* _GOAL OF THE EXERCISE_
Render every entry below as a two-column CSV with the columns request and answer, one row per entry. Put each request's text and its answer in a single quoted field, with line breaks replaced by spaces.

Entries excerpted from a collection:

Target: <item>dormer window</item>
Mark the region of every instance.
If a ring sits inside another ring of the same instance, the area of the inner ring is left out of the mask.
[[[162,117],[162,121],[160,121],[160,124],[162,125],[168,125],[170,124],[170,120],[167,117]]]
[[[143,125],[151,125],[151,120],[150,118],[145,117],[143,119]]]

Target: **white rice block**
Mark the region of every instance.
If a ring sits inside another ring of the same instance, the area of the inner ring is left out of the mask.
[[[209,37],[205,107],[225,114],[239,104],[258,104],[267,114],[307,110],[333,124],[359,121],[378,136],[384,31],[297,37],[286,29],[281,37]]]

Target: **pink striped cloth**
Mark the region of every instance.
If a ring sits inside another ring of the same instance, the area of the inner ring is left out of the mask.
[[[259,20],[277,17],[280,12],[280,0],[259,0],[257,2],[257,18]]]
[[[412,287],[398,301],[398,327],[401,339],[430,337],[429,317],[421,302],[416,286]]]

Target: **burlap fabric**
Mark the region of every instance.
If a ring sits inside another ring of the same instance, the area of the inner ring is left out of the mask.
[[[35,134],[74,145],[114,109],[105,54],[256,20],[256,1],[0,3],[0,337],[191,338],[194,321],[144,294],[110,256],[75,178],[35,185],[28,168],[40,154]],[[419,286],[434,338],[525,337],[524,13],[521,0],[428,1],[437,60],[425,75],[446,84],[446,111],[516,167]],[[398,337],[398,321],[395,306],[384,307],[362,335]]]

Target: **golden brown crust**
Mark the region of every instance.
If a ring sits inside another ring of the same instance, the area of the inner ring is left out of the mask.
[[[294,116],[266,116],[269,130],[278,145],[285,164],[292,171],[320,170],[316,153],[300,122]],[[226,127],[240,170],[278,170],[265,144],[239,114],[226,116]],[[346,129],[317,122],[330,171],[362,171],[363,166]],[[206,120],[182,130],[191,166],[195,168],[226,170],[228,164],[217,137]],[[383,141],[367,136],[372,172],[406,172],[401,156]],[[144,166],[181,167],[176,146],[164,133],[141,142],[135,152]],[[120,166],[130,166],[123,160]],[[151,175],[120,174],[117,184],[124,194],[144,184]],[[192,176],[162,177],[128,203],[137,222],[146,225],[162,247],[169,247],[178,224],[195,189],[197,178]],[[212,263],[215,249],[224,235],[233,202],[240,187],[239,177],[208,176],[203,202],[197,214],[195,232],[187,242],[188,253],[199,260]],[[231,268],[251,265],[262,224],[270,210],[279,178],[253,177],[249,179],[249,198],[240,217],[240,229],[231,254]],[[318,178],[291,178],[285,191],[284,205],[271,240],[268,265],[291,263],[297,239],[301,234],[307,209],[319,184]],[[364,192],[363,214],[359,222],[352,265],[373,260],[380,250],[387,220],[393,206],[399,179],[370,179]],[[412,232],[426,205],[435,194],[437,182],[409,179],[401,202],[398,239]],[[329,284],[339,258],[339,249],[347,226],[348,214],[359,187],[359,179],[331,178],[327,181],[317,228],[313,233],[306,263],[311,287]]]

* _CORRECT ANSWER_
request,answer
"Target: <item>dormer window</item> Mark the region of every instance. If a ring sits inside another ring of the same instance, the area of the inner ring is left out of the mask.","[[[162,117],[162,121],[160,121],[160,124],[162,125],[168,125],[170,124],[170,120],[167,117]]] [[[143,125],[151,125],[151,120],[150,118],[145,117],[143,119]]]"
"Target: **white rice block** Mark the region of every instance. If a ring sits inside another ring of the same instance, the area of the inner ring is left out of the mask.","[[[209,37],[205,107],[225,114],[239,104],[258,104],[267,114],[307,110],[333,124],[359,121],[378,136],[384,31],[297,37],[286,29],[281,37]]]"
"Target: **pink striped cloth** Mark the region of every instance. If a ring sits inside another ring of the same instance, the area of the inner ring is left out of the mask.","[[[259,20],[277,17],[280,12],[280,0],[259,0],[257,2],[257,18]]] [[[412,287],[398,301],[398,327],[401,339],[430,337],[429,317],[421,302],[416,286]]]"
"Target: **burlap fabric** Mark the region of every instance. If a ring sits inside another ring of the same instance, the area of the inner ring is left out of the mask.","[[[35,134],[74,145],[114,109],[105,54],[256,20],[256,1],[0,3],[0,337],[191,338],[194,321],[144,294],[110,256],[75,178],[35,185],[28,168],[40,154]],[[419,286],[434,338],[525,337],[524,13],[521,0],[428,1],[437,60],[425,75],[446,84],[446,111],[516,167]],[[398,337],[398,321],[395,306],[384,307],[362,335]]]"
"Target: **golden brown crust** Mark the region of every instance. If a ring sits inside another ring of the same instance, the area of the inner ring is left out of the mask.","[[[294,116],[266,116],[269,130],[278,145],[285,164],[292,171],[320,170],[316,153],[300,122]],[[226,127],[240,170],[278,170],[265,144],[239,114],[226,116]],[[346,129],[317,122],[330,171],[362,171],[363,166]],[[206,120],[182,130],[191,166],[195,168],[226,170],[228,164],[217,137]],[[383,141],[367,136],[372,172],[406,172],[401,156]],[[144,166],[181,167],[176,146],[164,133],[141,142],[135,152]],[[120,166],[130,166],[123,160]],[[151,175],[120,174],[117,184],[124,194],[144,184]],[[192,176],[162,177],[128,203],[137,222],[146,225],[162,247],[169,247],[178,224],[195,189],[197,178]],[[212,263],[215,249],[224,235],[233,202],[240,187],[239,177],[208,176],[203,202],[197,214],[195,232],[187,242],[188,253],[199,260]],[[231,268],[251,265],[262,224],[270,210],[279,178],[253,177],[249,179],[249,198],[240,217],[240,229],[231,254]],[[318,178],[291,178],[285,191],[284,205],[271,240],[268,265],[291,263],[297,239],[301,234],[307,209],[319,184]],[[364,192],[363,214],[359,222],[352,265],[373,260],[380,250],[387,220],[393,206],[399,179],[370,179]],[[412,232],[426,205],[435,194],[437,182],[409,179],[401,202],[398,239]],[[329,284],[339,258],[339,249],[347,226],[348,214],[359,187],[359,179],[331,178],[327,181],[317,228],[313,233],[306,263],[311,287]]]"